SUPPLIED DATA:
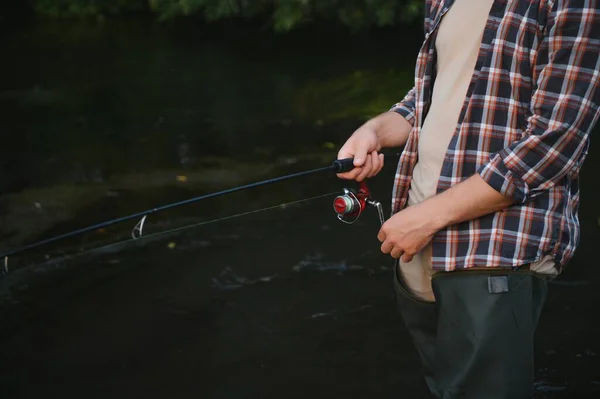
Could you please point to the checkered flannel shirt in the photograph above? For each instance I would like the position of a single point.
(524, 128)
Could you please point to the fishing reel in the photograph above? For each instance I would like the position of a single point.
(350, 205)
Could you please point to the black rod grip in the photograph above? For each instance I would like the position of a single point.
(343, 165)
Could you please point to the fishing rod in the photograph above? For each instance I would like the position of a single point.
(348, 206)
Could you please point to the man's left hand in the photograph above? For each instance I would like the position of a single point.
(408, 232)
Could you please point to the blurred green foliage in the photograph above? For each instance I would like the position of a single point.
(283, 15)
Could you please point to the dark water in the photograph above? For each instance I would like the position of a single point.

TASK OBJECTIVE: Present every line of the records above as a numbered list, skipping blank lines and leaving out the pictures.

WORKED ANSWER:
1. Could you please point to the checkered flannel shirt in the photograph above? For each instance I would like the position of a single point.
2. (524, 128)
3. Could you please point to the fishing reel in the photograph above? For each instance I would like the position of a single point.
4. (350, 205)
5. Could you please point to the black rod grip in the photograph above? For each instance I would like the position of a single point.
6. (343, 165)
7. Could you please point to the fishing rod in the photograph above? For each instance I would like the position of a single point.
8. (348, 206)
9. Could you please point to the man's left hand in the photograph above? For each instance I would like the position of a single point.
10. (408, 232)
11. Could you please point to the blurred green foliage in the photograph above? For each instance I would like the position of a single point.
12. (283, 15)
13. Could you please point to the dark water in the photograph above? For each instance I would like the position of a single point.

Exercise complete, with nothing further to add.